→ **What the task asks**
Count the lines in the entries below that contain the word "concrete", and reply with only that number.
====== Data listing
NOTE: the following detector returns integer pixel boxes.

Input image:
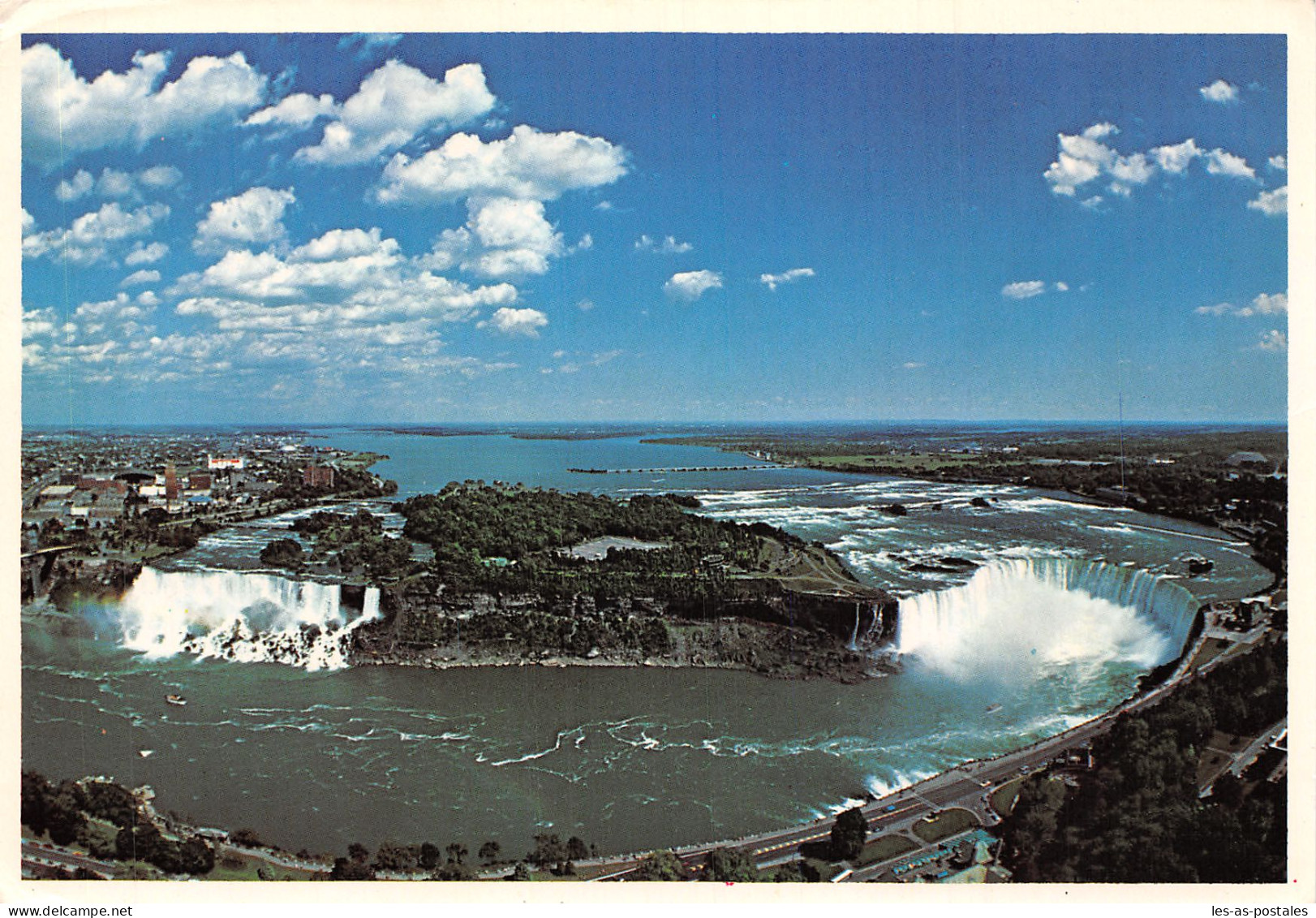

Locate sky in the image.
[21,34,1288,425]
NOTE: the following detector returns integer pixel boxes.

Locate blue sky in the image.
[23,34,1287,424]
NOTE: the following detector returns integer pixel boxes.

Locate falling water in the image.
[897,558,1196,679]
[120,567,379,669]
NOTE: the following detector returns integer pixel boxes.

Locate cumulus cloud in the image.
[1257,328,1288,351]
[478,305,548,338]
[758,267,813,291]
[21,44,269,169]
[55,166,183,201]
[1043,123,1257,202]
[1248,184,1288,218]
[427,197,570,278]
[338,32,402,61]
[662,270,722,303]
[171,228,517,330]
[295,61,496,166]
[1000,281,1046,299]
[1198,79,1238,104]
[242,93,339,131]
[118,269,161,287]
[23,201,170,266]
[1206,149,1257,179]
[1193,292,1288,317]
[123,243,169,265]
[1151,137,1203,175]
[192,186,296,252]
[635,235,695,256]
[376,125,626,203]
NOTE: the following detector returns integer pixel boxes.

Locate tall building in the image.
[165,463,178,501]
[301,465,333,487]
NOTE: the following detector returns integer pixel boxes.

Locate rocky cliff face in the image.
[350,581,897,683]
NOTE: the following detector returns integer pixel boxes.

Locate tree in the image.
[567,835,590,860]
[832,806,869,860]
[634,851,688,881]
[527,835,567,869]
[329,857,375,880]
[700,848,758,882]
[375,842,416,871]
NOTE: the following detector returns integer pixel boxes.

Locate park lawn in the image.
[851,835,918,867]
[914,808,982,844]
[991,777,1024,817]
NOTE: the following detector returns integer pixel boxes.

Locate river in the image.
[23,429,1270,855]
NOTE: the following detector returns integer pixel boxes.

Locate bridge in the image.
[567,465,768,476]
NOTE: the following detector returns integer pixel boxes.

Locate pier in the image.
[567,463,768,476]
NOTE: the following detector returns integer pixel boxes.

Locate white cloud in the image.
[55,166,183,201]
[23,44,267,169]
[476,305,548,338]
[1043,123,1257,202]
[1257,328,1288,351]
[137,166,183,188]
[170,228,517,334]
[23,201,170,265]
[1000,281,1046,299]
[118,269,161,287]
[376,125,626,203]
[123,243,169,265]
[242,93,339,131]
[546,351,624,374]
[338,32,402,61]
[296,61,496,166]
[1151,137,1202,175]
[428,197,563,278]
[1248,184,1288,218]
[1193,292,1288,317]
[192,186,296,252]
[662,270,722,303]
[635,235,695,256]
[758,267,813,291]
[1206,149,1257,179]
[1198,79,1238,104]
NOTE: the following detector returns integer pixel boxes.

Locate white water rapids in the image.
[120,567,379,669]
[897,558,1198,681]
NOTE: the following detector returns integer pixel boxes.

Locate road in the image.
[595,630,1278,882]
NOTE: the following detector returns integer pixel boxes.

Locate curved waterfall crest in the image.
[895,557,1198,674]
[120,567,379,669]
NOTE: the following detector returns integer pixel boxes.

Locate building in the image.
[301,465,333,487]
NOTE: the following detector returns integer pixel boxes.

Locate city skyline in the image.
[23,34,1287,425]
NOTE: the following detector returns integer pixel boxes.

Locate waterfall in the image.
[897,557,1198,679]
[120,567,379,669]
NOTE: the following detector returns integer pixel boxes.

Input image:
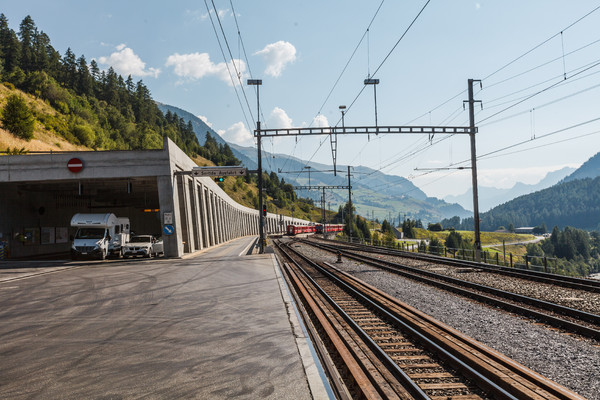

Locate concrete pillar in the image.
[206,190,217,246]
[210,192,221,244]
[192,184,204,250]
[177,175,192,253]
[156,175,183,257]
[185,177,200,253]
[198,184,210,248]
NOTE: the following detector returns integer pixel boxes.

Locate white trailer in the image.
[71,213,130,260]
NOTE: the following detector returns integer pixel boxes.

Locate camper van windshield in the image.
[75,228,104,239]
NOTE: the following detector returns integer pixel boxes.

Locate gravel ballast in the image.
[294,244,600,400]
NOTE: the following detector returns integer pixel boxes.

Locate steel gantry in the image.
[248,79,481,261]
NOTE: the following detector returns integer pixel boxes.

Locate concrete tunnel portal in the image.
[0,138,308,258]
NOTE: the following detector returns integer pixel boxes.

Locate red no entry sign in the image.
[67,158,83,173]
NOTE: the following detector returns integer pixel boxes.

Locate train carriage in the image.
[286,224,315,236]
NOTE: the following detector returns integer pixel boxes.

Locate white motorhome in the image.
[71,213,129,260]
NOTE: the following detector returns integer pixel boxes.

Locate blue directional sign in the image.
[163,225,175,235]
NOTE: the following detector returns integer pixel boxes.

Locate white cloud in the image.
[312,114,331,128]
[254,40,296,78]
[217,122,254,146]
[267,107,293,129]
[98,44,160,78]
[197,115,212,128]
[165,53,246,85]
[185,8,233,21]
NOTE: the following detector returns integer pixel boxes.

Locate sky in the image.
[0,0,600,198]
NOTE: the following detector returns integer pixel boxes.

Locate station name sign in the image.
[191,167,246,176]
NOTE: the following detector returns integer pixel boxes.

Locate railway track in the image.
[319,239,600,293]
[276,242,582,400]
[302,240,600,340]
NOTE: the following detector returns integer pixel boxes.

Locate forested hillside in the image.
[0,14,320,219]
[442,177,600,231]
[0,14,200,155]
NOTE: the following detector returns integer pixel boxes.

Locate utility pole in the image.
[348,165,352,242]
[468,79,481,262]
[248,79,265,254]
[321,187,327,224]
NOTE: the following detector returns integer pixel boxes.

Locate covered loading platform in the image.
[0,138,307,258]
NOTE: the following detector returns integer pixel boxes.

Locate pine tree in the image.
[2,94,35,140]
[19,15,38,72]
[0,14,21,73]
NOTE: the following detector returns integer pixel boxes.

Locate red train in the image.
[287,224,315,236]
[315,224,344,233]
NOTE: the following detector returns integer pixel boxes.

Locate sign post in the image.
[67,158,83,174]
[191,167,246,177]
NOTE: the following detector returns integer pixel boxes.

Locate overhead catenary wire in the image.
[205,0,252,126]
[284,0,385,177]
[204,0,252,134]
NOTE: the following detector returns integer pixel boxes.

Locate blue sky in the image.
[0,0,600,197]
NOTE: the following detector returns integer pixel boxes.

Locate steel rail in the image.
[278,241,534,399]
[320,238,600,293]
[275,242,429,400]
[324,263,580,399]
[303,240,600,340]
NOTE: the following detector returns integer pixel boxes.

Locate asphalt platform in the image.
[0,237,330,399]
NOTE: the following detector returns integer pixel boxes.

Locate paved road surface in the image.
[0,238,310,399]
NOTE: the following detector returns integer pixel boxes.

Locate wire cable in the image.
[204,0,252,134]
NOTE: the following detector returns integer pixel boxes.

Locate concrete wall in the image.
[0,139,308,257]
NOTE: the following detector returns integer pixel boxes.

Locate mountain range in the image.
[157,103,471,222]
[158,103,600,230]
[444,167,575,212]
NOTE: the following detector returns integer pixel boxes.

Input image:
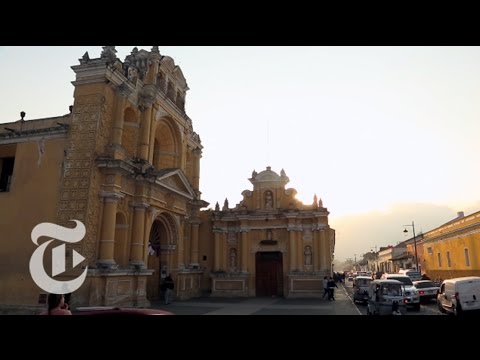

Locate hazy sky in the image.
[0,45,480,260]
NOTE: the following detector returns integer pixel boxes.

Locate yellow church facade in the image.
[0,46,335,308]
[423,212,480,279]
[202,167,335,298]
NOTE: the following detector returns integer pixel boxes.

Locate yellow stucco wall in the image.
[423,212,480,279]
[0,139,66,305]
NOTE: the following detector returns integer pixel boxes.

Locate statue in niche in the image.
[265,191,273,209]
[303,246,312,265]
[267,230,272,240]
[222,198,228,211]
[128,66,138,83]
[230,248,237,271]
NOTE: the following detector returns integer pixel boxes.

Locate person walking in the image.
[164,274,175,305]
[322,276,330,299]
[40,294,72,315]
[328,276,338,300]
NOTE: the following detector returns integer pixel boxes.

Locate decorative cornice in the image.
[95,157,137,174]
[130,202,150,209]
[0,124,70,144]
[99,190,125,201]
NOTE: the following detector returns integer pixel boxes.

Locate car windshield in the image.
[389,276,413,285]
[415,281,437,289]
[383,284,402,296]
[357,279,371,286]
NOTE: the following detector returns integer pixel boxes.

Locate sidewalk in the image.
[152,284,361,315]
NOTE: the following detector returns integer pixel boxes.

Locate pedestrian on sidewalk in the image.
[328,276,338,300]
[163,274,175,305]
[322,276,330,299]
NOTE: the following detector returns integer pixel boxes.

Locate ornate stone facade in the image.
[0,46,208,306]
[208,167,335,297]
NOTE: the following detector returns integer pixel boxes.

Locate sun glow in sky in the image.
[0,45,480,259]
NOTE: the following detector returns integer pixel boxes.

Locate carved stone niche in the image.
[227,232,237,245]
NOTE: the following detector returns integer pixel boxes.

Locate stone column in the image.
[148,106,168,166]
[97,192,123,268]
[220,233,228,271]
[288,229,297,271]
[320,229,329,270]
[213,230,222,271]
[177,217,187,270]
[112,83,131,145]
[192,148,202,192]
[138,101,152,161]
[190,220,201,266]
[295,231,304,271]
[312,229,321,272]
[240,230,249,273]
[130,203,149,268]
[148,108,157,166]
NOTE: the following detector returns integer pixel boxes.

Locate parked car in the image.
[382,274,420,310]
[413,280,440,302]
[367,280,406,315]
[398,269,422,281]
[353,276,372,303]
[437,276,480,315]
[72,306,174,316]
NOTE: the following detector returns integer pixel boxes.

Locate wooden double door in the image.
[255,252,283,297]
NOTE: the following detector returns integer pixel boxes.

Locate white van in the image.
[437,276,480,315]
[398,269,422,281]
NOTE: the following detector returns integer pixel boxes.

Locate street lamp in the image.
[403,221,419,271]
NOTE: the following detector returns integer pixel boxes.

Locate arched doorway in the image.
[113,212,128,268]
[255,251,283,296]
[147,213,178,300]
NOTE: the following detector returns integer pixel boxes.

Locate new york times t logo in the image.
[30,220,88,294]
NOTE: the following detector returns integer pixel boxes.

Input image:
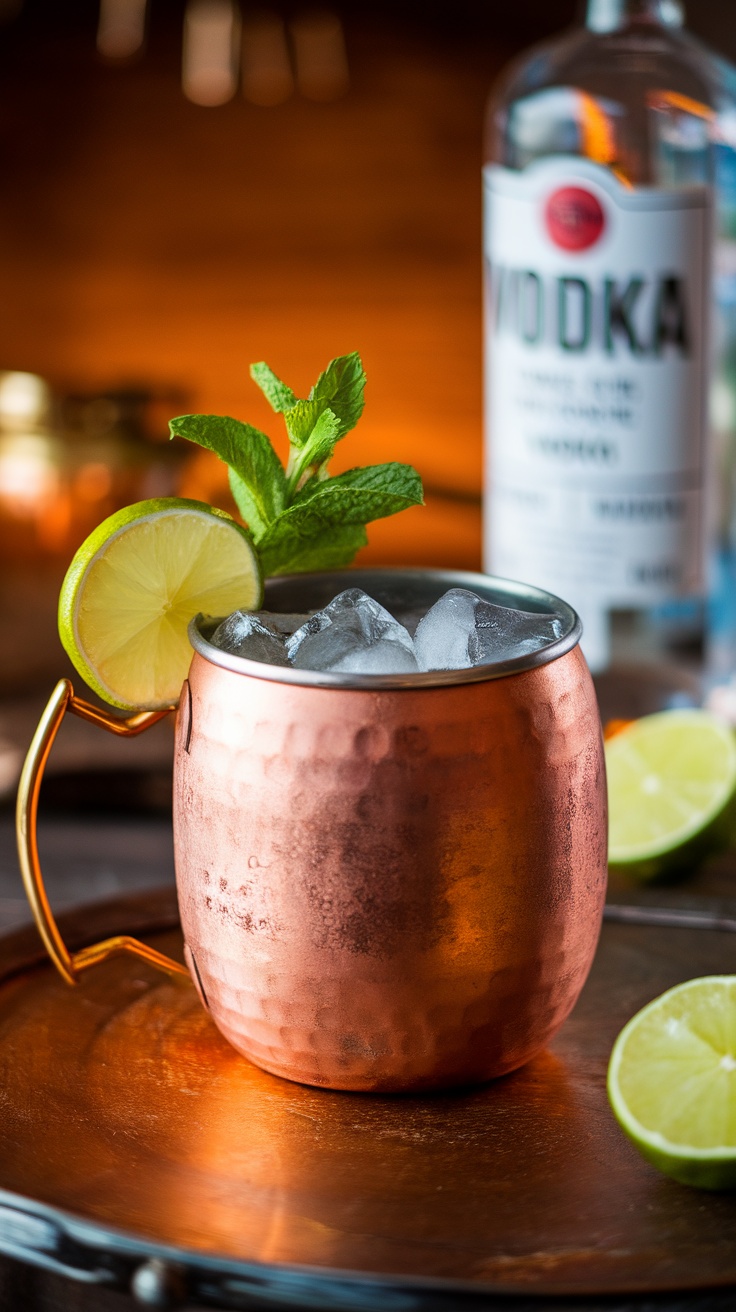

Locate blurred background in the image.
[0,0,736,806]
============
→ **Expected answer**
3